■ WHAT THE EXERCISE ASKS:
What is needed is each line of the data below that holds the string "rough".

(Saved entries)
[Start of Attachment]

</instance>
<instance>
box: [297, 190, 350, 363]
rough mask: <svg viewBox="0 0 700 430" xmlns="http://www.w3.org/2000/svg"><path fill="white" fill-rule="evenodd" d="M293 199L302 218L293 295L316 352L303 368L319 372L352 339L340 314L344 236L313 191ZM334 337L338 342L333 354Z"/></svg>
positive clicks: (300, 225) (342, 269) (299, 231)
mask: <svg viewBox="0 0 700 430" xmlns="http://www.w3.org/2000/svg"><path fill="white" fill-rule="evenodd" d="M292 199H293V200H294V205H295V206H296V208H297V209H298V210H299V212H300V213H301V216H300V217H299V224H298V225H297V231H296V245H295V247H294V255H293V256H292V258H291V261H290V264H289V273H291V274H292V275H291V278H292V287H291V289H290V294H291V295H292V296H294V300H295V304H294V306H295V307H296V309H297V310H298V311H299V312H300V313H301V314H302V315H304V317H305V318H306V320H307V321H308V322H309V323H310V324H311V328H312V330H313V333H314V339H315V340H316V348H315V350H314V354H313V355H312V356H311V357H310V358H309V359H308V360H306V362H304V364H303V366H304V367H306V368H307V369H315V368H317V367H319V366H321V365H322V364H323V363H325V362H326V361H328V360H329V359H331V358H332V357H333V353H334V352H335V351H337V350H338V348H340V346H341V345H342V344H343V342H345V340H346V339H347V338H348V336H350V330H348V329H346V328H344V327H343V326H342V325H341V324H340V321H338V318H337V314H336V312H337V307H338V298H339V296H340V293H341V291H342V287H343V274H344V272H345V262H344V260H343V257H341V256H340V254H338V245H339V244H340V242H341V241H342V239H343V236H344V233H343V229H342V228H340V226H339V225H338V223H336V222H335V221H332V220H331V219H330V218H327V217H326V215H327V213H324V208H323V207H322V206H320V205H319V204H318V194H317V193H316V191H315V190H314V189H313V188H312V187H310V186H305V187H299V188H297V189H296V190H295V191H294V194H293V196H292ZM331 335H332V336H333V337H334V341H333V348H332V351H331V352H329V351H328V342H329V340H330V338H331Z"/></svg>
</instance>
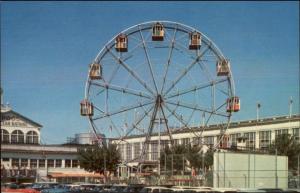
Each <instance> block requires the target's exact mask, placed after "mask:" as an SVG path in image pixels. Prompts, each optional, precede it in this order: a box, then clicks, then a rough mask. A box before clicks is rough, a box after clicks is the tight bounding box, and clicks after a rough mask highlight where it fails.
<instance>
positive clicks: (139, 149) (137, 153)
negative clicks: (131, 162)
mask: <svg viewBox="0 0 300 193" xmlns="http://www.w3.org/2000/svg"><path fill="white" fill-rule="evenodd" d="M133 147H134V150H133V151H134V158H135V159H136V158H138V157H139V156H140V152H141V148H140V142H137V143H134V146H133Z"/></svg>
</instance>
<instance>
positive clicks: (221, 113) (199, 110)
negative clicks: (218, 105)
mask: <svg viewBox="0 0 300 193" xmlns="http://www.w3.org/2000/svg"><path fill="white" fill-rule="evenodd" d="M165 103H168V104H170V105H174V106H180V107H184V108H187V109H192V110H197V111H201V112H206V113H211V114H214V115H219V116H222V117H228V115H227V114H225V113H221V112H217V109H220V107H218V108H217V109H216V110H210V109H205V108H201V107H199V106H198V105H194V106H193V105H190V104H186V103H183V102H179V101H177V102H172V101H165ZM222 106H223V105H222ZM222 106H221V107H222Z"/></svg>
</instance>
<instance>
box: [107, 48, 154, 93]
mask: <svg viewBox="0 0 300 193" xmlns="http://www.w3.org/2000/svg"><path fill="white" fill-rule="evenodd" d="M106 49H107V50H108V52H109V53H110V54H111V55H112V56H113V58H114V59H115V60H116V62H118V63H119V64H121V65H122V66H123V67H124V68H125V69H126V70H127V71H128V72H129V73H130V74H131V76H133V77H134V78H135V79H136V80H137V81H138V82H139V83H140V84H141V85H142V86H143V87H144V88H145V89H146V90H148V91H149V92H150V93H152V94H153V95H155V92H154V91H153V90H152V89H151V88H149V87H148V85H147V83H146V82H145V81H144V80H143V79H141V78H140V77H139V76H138V75H137V74H136V73H135V72H134V71H133V70H132V69H131V68H130V67H129V66H128V65H127V64H126V63H125V62H124V61H123V60H122V59H121V58H119V57H117V56H116V55H115V54H114V53H113V52H112V51H111V50H110V48H108V47H107V46H106Z"/></svg>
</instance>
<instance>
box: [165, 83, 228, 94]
mask: <svg viewBox="0 0 300 193" xmlns="http://www.w3.org/2000/svg"><path fill="white" fill-rule="evenodd" d="M227 80H228V78H223V79H218V80H215V81H210V82H207V83H204V84H201V85H198V86H193V87H191V88H188V89H184V90H182V91H179V92H176V93H172V94H170V95H167V96H165V99H170V98H173V97H178V96H180V95H184V94H188V93H190V92H195V91H197V90H200V89H203V88H206V87H209V86H212V85H214V84H218V83H222V82H225V81H227Z"/></svg>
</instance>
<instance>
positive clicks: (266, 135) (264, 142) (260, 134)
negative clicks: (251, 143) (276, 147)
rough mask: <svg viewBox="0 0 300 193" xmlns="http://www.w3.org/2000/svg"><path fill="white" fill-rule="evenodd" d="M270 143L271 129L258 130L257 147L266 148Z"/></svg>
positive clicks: (268, 145) (267, 147)
mask: <svg viewBox="0 0 300 193" xmlns="http://www.w3.org/2000/svg"><path fill="white" fill-rule="evenodd" d="M270 144H271V131H260V132H259V148H268V147H269V146H270Z"/></svg>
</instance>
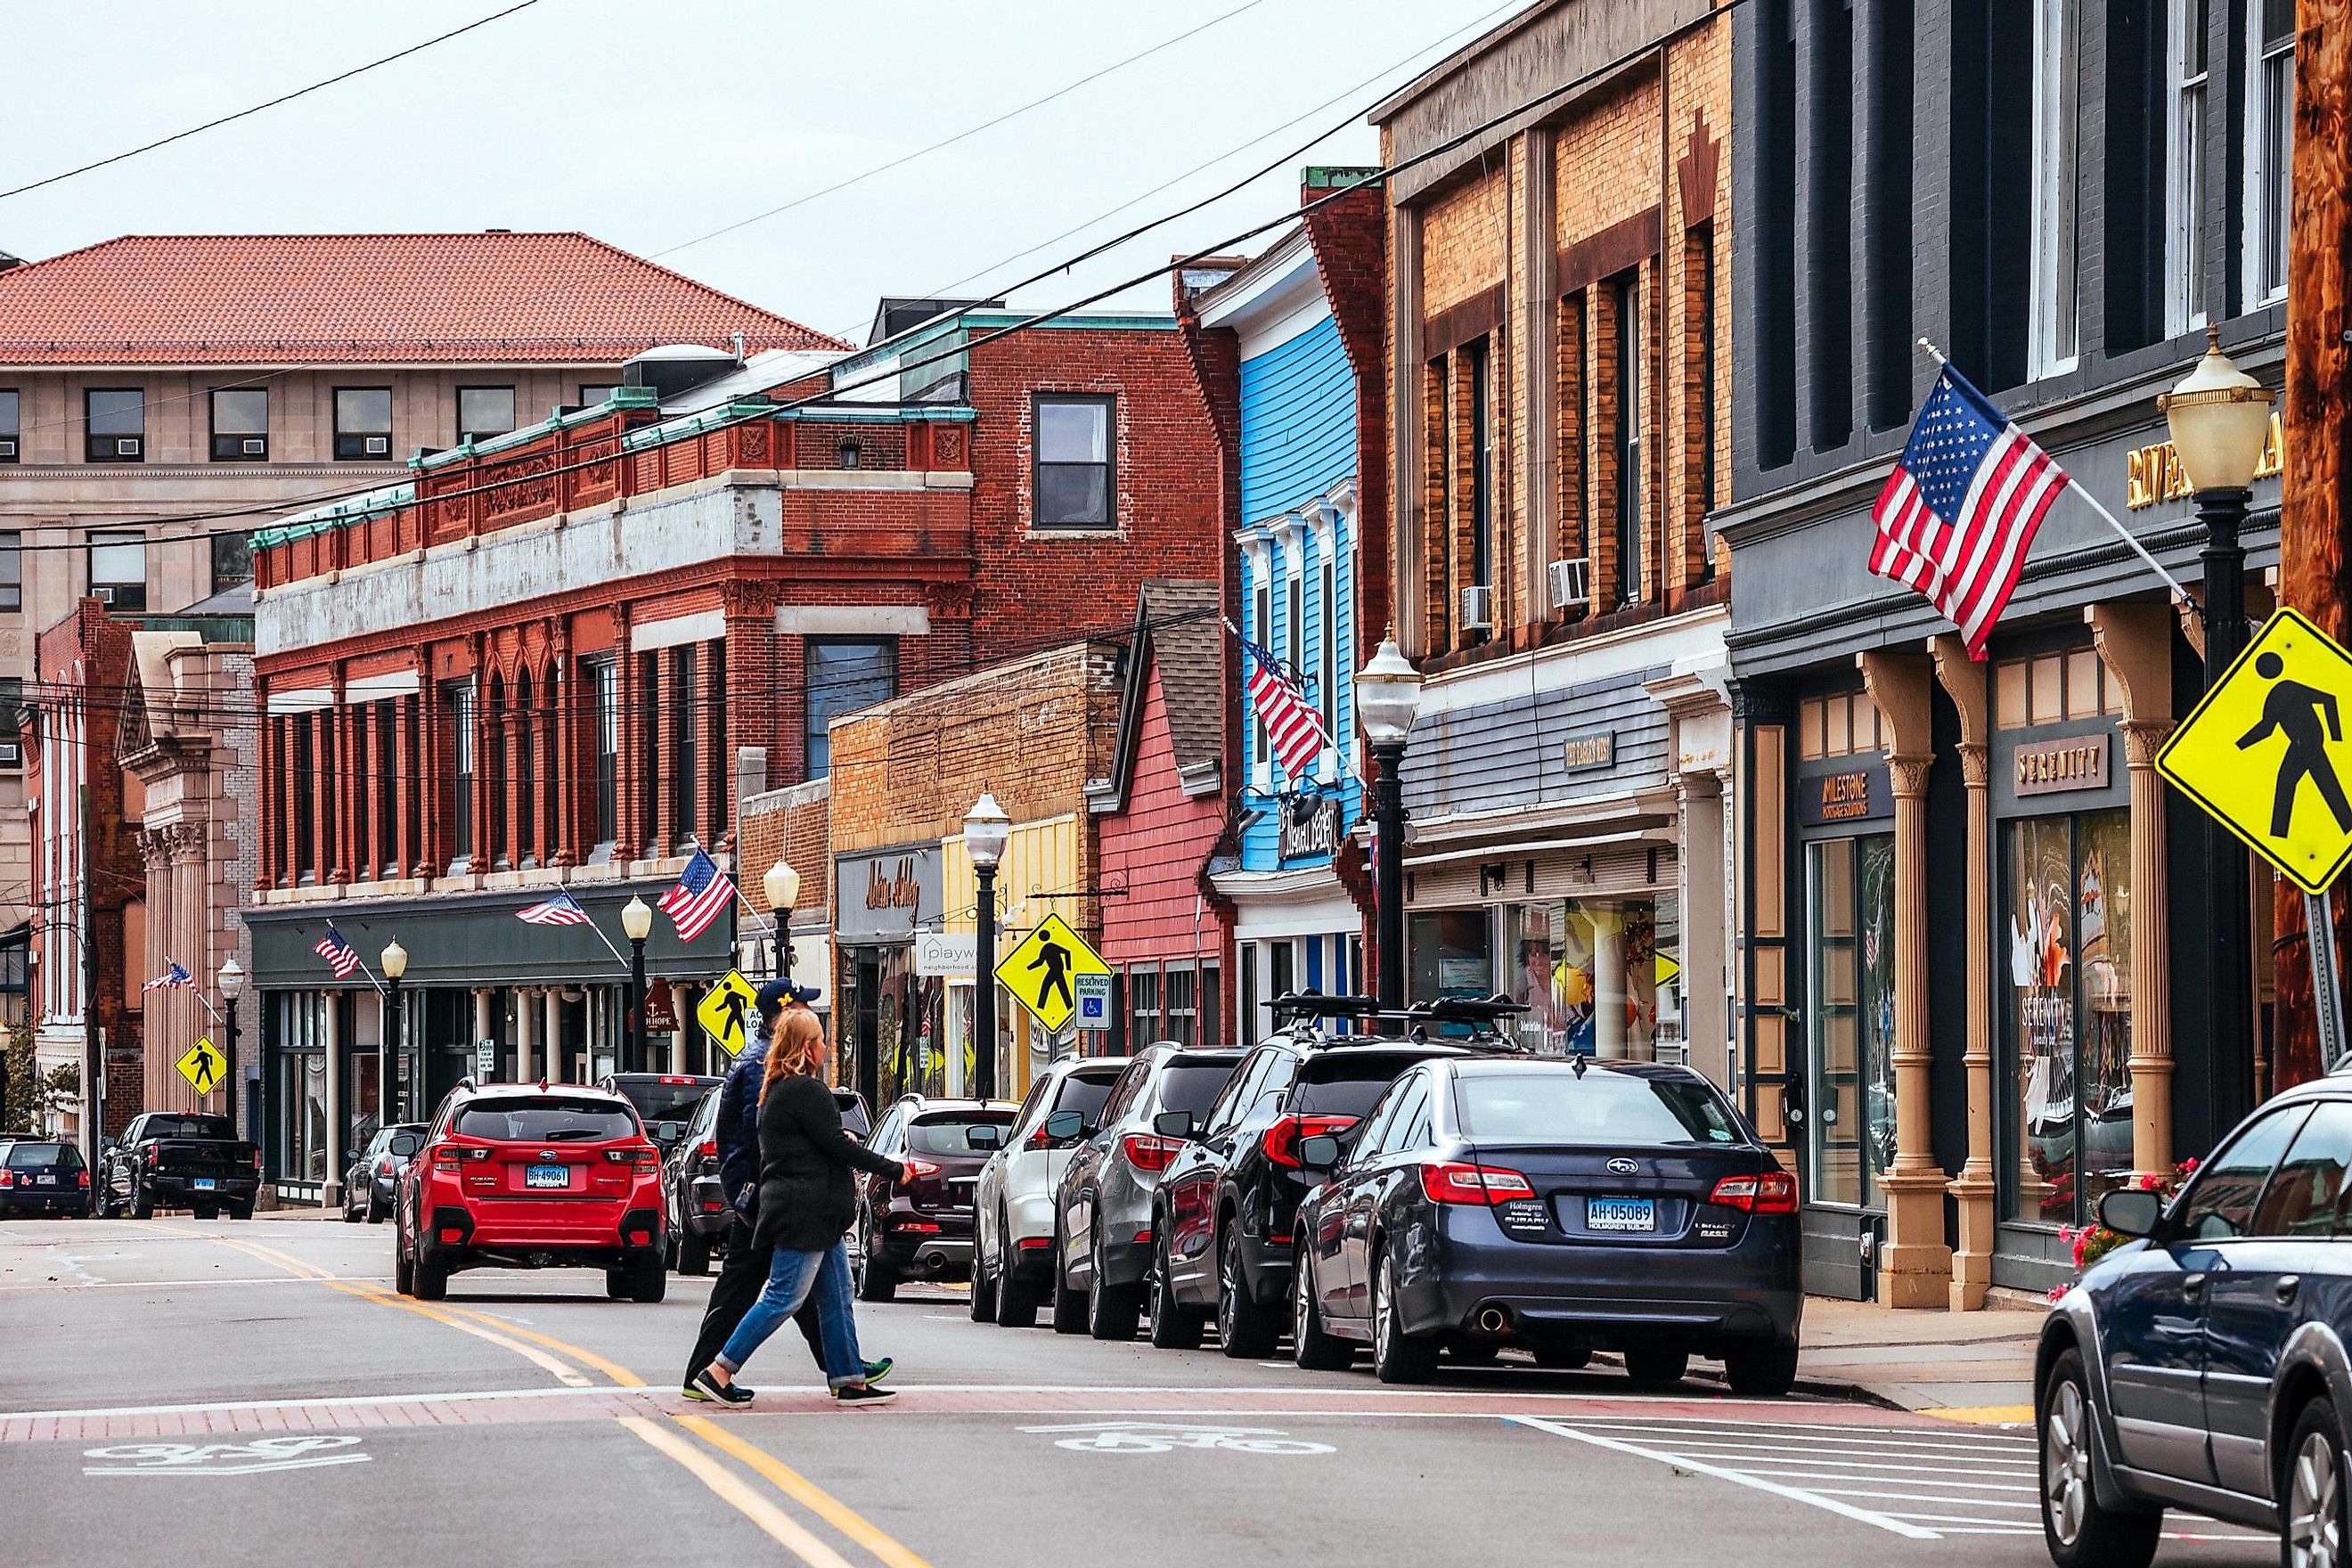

[End of Attachment]

■ ANSWER SECTION:
rough mask: <svg viewBox="0 0 700 430" xmlns="http://www.w3.org/2000/svg"><path fill="white" fill-rule="evenodd" d="M293 199L302 218L293 295L316 352L303 368L319 372L352 339L340 314L344 236L313 191ZM334 337L338 342L333 354Z"/></svg>
Each <instance> block requires the target's exact mask, placed after "mask:" as an SVG path in image pixels. Prompts, each optional, precede it in this order: a box, then clicks, then a rough mask. A box before clicks is rough, a box after clicks is the tight bounding box, and clicks after a rough mask highlight where it fails.
rough mask: <svg viewBox="0 0 300 193" xmlns="http://www.w3.org/2000/svg"><path fill="white" fill-rule="evenodd" d="M270 143L271 129L258 130L257 147L266 148Z"/></svg>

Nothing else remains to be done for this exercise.